TASK REQUIREMENTS: Convert the part of the records that opens with the line containing "Keypoint placement: for each instance of the woman" and closes with the line containing "(569, 1000)" into a Markdown table with the columns Row and Line, leaving out blank lines. Include only that part.

INFORMATION PROVIDED:
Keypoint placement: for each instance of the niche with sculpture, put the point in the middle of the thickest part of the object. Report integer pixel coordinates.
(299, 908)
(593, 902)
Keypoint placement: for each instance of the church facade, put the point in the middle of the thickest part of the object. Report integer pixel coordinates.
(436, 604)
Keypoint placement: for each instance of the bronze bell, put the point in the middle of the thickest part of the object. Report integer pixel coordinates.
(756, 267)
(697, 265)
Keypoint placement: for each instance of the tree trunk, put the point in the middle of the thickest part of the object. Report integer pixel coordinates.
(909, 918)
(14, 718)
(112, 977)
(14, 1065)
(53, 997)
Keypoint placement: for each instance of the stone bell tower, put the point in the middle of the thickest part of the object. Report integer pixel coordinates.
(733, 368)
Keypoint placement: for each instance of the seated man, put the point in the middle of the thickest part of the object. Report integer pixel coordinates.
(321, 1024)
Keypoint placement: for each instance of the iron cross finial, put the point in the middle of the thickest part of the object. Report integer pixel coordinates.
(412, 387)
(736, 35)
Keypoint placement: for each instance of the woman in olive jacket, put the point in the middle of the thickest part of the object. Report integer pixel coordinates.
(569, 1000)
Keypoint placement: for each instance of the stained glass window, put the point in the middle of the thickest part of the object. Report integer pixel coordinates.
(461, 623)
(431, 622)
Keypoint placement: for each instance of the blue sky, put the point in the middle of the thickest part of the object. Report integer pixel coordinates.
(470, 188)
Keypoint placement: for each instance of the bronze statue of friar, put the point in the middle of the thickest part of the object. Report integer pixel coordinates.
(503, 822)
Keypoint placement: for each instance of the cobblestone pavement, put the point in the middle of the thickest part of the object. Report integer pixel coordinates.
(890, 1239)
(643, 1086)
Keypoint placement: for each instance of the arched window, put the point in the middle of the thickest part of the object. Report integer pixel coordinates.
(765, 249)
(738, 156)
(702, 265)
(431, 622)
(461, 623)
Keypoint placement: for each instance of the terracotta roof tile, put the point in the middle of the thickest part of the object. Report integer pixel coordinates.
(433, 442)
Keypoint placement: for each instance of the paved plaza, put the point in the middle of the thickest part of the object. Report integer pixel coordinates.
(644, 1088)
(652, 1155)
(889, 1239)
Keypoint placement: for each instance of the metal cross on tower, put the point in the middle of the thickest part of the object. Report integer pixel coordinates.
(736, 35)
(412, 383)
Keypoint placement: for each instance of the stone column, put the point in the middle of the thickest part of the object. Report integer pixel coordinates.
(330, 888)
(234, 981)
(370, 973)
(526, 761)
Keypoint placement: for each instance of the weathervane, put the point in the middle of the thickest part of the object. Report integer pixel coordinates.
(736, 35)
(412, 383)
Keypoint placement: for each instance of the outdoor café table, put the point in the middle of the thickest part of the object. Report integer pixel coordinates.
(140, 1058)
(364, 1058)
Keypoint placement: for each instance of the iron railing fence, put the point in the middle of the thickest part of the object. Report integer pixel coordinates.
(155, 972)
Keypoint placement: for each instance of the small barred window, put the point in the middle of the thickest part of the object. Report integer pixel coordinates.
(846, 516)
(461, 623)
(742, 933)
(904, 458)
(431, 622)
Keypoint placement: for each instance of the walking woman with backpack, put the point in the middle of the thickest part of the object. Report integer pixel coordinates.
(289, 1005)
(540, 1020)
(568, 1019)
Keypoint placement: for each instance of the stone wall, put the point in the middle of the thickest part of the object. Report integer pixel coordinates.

WRITTEN REPLY:
| Row | Line |
|---|---|
| 1 | Keypoint placement: for each instance of the woman in olive jacket, put the point in the middle of the thickest part of the object. Report integer pixel coordinates. |
| 2 | (569, 1000) |